> **ESTRATTO DELLA PAGINA**
※ ※ ※
FERRI, Domenico
Nacque a Selva Malvezzi (ora frazione di Molinella, in provincia di Bologna) il 16 apr. 1795da Giovanni e Giovanna Gulini. Capostipite di una famiglia di scenografi e pittori, frequentò l'Accademia di belle arti di Bologna, formandosi alla scuola di F. Cocchi e di A. Basoli, dai quali apprese i fondamenti teorici di una solida preparazione accademica.
Iniziò la carriera di scenografo come collaboratore di Antonio Conti ai teatri S. Samuele e S. Luca di Venezia nel 1818-19; mentre al teatro Comunale di Lugo e al Contavalli di Bologna lavorò nel biennio 1819-20. Dal 1821 al 1829 fornì scenografie per il teatro Comunale di Bologna, con occasionali collaborazioni in teatri di altre città italiane, come Ferrara (Comunale, 1823), Modena (Comunale, 1824 e 1827),Roma (Apollo, 1826-27),Ancona (teatro delle Muse, 1828), Senigallia (Comunale, sempre nel 1828), Padova (Nuovo, 1829).
Di questi anni si ricordano gli allestimenti eseguiti per le prime rappresentazioni di opere quali Maria Stuarda (1821) e Donna Caritea (1827) di S. Mercadante, GiulioSabino di V. Trento (1824), Il torneo di G. Bagioli (1827) e le scenografie dell'Annibale in Bitinia di G. Nicolini ideate per il teatro Apollo di Roma.
※ ※ ※
> **RIGHE DI DATI**
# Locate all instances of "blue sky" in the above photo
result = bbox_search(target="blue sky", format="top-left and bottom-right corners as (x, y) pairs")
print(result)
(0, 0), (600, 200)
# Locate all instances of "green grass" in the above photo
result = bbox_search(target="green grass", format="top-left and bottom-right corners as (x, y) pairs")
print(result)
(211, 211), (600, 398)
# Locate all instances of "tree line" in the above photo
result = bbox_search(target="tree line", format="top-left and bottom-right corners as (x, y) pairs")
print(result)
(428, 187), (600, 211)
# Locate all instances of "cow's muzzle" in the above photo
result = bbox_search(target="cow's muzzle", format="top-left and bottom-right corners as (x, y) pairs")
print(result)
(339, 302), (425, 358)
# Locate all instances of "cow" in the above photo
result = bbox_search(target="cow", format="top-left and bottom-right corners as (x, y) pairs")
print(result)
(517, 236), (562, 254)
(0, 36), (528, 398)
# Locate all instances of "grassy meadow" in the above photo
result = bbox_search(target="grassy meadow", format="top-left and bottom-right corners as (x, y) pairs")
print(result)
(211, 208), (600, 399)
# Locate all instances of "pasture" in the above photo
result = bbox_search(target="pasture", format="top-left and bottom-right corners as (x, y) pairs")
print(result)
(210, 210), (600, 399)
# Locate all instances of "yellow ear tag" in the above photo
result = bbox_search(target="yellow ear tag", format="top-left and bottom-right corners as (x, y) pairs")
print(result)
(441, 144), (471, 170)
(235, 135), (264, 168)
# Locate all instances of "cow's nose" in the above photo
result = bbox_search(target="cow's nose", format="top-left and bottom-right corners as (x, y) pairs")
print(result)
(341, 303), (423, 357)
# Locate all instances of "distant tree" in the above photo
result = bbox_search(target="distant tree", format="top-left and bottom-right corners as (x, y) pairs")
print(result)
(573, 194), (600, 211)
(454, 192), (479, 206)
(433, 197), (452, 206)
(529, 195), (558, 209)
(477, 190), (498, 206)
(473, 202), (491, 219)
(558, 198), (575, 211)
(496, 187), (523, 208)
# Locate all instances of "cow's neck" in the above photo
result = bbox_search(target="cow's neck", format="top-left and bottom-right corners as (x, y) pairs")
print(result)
※ ※ ※
> **SCOPO DEL COMPITO**
Prosegui, per favore, la biografia di Domenico Ferri subito dopo l'ultima frase riportata. Le righe provengono da un'altra fonte.

> **RISPOSTA SCRITTA**
Divenuto amico di G. Rossini, preparò le scene di alcune sue opere, come la Cenerentola (1820), la Donna del lago (1822),la Semiramide (1826) e, grazie all'amicizia con il musicista pesarese, ottenne nel 1828 l'incarico di "peintre décorateur" al théâtre Royal Italien di Parigi, allestendo spettacoli che riscossero uno strepitoso successo di pubblico e di critica, sì da ricevere successivi incarichi all'Opéra (Mancini, 19875 p. 123).
La permanenza nella capitale francese, ove si era rifugiato per le sue idee politiche, si protrasse fino al 1851 circa, interrotta solo da occasionali incarichi in alcuni teatri italiani. Il 19 apr. 1834 fu l'autore di una memorabile edizione della Sonnambula di V. Bellini al teatro Comunale di Bologna che suscitò l'entusiasmo dei cronisti contemporanei (Museo teatrale alla Scala, C.A. 5247/3: Cronaca teatr. manoscritta, p. 40). Nello stesso anno per il teatro S. Carlo di Napoli allestì l'opera Don Giovanni Tenorio di W. A. Mozart (nella quale introdusse l'uso innovativo di vetri colorati al posto dell'ormesino per ottenere determinati effetti di luce) e nel 1835realizzò le scene della Lara di E. De Ruolz.
Nonostante l'entusiasmo ed il favore suscitati nel pubblico, interruppe la collaborazione con il teatro napoletano che, entrato in un periodo di crisi organizzativa e finanziaria, era probabilmente poco propenso ad accogliere le richieste di innovazioni scenotecniche suggerite dal Ferri.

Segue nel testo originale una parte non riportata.